BEGIN EXCERPTED RECORDS
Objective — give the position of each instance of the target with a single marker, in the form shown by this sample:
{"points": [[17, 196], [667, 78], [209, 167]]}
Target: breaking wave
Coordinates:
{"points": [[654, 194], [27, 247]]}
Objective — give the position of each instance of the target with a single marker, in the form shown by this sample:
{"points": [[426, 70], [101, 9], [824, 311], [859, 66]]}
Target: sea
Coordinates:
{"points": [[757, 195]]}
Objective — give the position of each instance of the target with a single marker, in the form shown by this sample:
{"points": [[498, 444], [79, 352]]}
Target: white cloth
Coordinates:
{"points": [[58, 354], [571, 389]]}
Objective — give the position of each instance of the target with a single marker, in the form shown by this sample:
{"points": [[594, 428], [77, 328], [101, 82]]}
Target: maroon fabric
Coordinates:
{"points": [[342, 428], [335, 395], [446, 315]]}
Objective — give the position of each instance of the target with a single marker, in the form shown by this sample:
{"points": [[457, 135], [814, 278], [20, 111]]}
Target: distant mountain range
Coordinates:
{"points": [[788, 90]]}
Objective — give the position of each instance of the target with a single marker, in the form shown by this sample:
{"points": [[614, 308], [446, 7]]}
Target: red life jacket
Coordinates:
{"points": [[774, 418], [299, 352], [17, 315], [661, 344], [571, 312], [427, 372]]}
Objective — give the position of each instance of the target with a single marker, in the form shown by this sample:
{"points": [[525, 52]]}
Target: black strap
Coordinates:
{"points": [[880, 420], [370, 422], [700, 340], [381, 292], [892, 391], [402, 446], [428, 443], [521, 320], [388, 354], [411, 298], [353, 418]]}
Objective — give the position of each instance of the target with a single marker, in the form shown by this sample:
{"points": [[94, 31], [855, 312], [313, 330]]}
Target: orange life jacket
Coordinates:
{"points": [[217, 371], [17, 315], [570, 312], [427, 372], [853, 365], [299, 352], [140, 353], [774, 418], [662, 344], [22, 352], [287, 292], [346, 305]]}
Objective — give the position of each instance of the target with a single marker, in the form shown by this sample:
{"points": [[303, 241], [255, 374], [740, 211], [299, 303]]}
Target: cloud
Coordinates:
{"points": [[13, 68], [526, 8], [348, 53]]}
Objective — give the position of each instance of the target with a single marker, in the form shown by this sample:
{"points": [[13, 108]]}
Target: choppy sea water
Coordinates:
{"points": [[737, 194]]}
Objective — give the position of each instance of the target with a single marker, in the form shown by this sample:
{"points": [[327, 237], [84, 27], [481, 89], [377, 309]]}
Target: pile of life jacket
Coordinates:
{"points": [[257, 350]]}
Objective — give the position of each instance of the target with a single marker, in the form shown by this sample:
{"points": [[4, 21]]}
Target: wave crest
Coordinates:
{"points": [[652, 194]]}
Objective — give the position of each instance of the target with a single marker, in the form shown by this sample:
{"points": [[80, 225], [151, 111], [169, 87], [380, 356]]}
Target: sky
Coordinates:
END EXCERPTED RECORDS
### WORK REQUIRED
Output every entry shown above, exactly.

### TASK OUTPUT
Objective — give the position of each instance of the target with a single marker, in the form shown by this sample:
{"points": [[17, 196], [667, 78], [209, 167]]}
Target: breaking wave
Coordinates:
{"points": [[654, 194], [27, 247]]}
Objective — give the position of each instance of the target with a single marker, in the form shown by this sample:
{"points": [[426, 70], [101, 9], [824, 311], [859, 66]]}
Target: sea
Coordinates:
{"points": [[757, 195]]}
Objective — give the position of each instance of the target with a single marker, in the form shown by this sample:
{"points": [[498, 444], [79, 352]]}
Target: white cloth
Coordinates:
{"points": [[58, 354], [571, 389]]}
Objective — give the position of each instance of the target with a single marker, in the form shown by this sample:
{"points": [[594, 428], [77, 328], [101, 82]]}
Target: maroon fabric
Coordinates:
{"points": [[342, 428], [335, 395], [446, 315]]}
Objective — give the position of each instance of the target with a single marker, in the form shown by this sample:
{"points": [[457, 135], [814, 278], [20, 111]]}
Target: distant mountain range
Coordinates:
{"points": [[788, 90]]}
Objective — give the position of each instance of the target with a single marker, in the form shown by this sample:
{"points": [[614, 308], [446, 7]]}
Target: red life jacket
Coordinates:
{"points": [[774, 418], [299, 352], [17, 315], [661, 344], [571, 312], [427, 372]]}
Objective — give the position of each instance of the target with a single marker, in the form shown by this sample:
{"points": [[525, 52]]}
Target: black strap
Coordinates:
{"points": [[880, 420], [370, 422], [700, 340], [381, 292], [892, 391], [402, 446], [428, 443], [521, 320], [388, 354], [411, 298], [353, 418]]}
Objective — give the position of each instance of the target with a single marker, in the form shown by this sample:
{"points": [[94, 31], [855, 312], [313, 330]]}
Target: orange life jacket
Coordinates:
{"points": [[217, 371], [17, 315], [570, 312], [427, 372], [853, 365], [299, 352], [140, 353], [774, 418], [662, 344], [22, 352], [287, 292], [346, 305]]}
Objective — give the position of each instance of the target with a single marker, in the form shown by this sample:
{"points": [[303, 241], [255, 374], [740, 211], [299, 303]]}
Target: cloud
Coordinates:
{"points": [[13, 68], [526, 8], [348, 53]]}
Objective — give the position of each instance of the target with a single marker, in the form shown by this sample:
{"points": [[13, 108]]}
Target: choppy sea water
Coordinates:
{"points": [[737, 194]]}
Objective — give the position of each instance of the target with a single marker, in the form shown by this sample:
{"points": [[327, 237], [84, 27], [481, 89], [377, 309]]}
Target: pile of life jacket
Coordinates:
{"points": [[257, 350]]}
Objective — give the position of each instance of the target with a single marker, in the form shown by this sample:
{"points": [[4, 21]]}
Target: wave crest
Coordinates:
{"points": [[652, 194]]}
Objective — give the position of each instance of the target with a single marker, in the form shown by this sample:
{"points": [[80, 225], [151, 111], [169, 87], [380, 356]]}
Target: sky
Coordinates:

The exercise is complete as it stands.